◆ **Texto para leer**:
☆ ☆ ☆ ☆ ☆ ☆ ☆
Si Shakespeare es para Bloom la cifra y el modelo a imitar,
la vara de medir y en definitiva el centro del canon occidental, en el caso de
la literatura en lengua castellana hay que constatar dos siglos dorados y en
cada uno una estrella fulgurante: para el siglo XVII, Cervantes; y para el XX,
Borges.
En el primero, la metrópoli imperial, con capital en el
Madrid de Alatriste, era el centro de la galaxia literaria hispánica y alumbró
el llamado Siglo de Oro español, período de una trascendencia difícil de
igualar en todos los géneros literarios: teatro, poesía y novela. Es el tiempo
en que las letras hispánicas se erigen en referentes de calidad para toda la
cultura europea. Pensemos en el Lazarillo, en la “comedia nueva” de Lope, en
Quevedo, en Góngora y Calderón, y por supuesto, en Cervantes y el Quijote.
Es la época de los viajes a Roma y a Nápoles, las batallas
con los turcos por controlar el Mediterráneo, las luchas en Flandes, la
rivalidad con Inglaterra y Francia, la salvaje conquista de América, la
intolerancia religiosa y el misticismo, el arte de Ribera, Velázquez o
Zurbarán…
En este período se gesta la leyenda negra, el denso
imaginario que pervivirá en el norte de Europa durante siglos y que pinta a los
españoles como fanáticos, crueles, tiránicos y codiciosos. Y a la vez se
construye un imperio ultramarino que extiende la lengua española por todo el
planeta. Época, al fin, de esplendor deslumbrante y sombras terribles, tan
miserable como magnífica, con los claroscuros y las contradicciones vibrantes
del arte barroco, centuria prodigiosa que se extiende de 1550 a 1650.
☆ ☆ ☆ ☆ ☆ ☆ ☆
◆ **Datos del conjunto**:
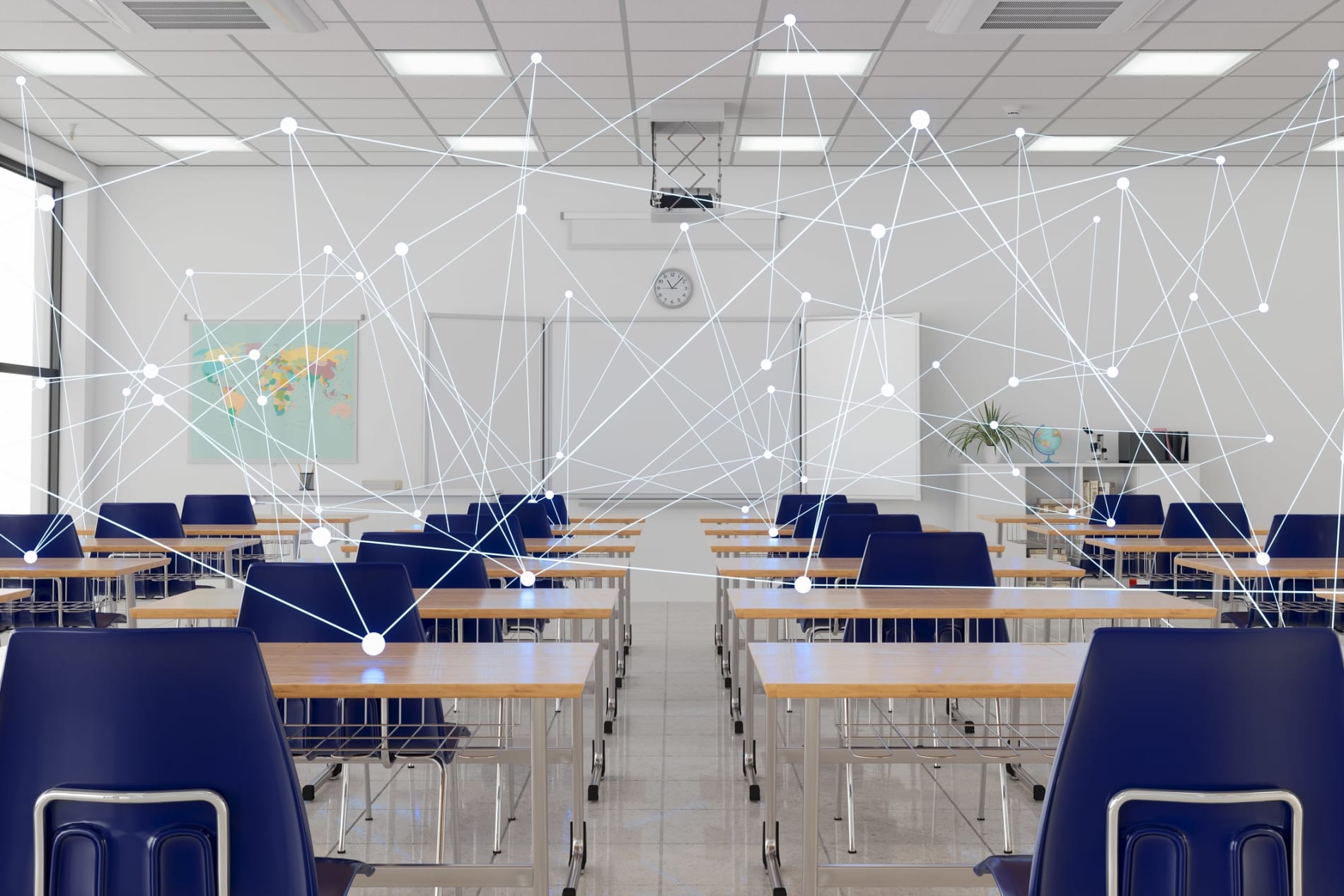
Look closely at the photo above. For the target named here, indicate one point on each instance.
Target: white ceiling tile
(237, 88)
(323, 64)
(672, 35)
(359, 107)
(167, 64)
(551, 11)
(413, 10)
(934, 64)
(1253, 10)
(144, 107)
(429, 35)
(560, 35)
(1218, 35)
(336, 35)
☆ ☆ ☆ ☆ ☆ ☆ ☆
◆ **Qué se pide**:
• A. Resume en dos oraciones el texto sobre el Siglo de Oro.
• B. Reproduce literalmente el fragmento del texto sobre el Siglo de Oro que empieza en las palabras "Si Shakespeare es" y termina tras las palabras "y el Quijote.".

◆ **Resultados en orden**:
• A. En la literatura en lengua castellana hay dos siglos dorados, cada uno con una estrella fulgurante: Cervantes en el XVII y Borges en el XX. El Siglo de Oro español, que se extiende de 1550 a 1650, fue una época de esplendor deslumbrante y sombras terribles en la que las letras hispánicas se erigieron en referentes de calidad para toda la cultura europea, mientras se gestaba la leyenda negra y se construía un imperio ultramarino que extendió la lengua española por todo el planeta.

• B.
Si Shakespeare es para Bloom la cifra y el modelo a imitar,
la vara de medir y en definitiva el centro del canon occidental, en el caso de
la literatura en lengua castellana hay que constatar dos siglos dorados y en
cada uno una estrella fulgurante: para el siglo XVII, Cervantes; y para el XX,
Borges.
En el primero, la metrópoli imperial, con capital en el
Madrid de Alatriste, era el centro de la galaxia literaria hispánica y alumbró
el llamado Siglo de Oro español, período de una trascendencia difícil de
igualar en todos los géneros literarios: teatro, poesía y novela. Es el tiempo
en que las letras hispánicas se erigen en referentes de calidad para toda la
cultura europea. Pensemos en el Lazarillo, en la “comedia nueva” de Lope, en
Quevedo, en Góngora y Calderón, y por supuesto, en Cervantes y el Quijote.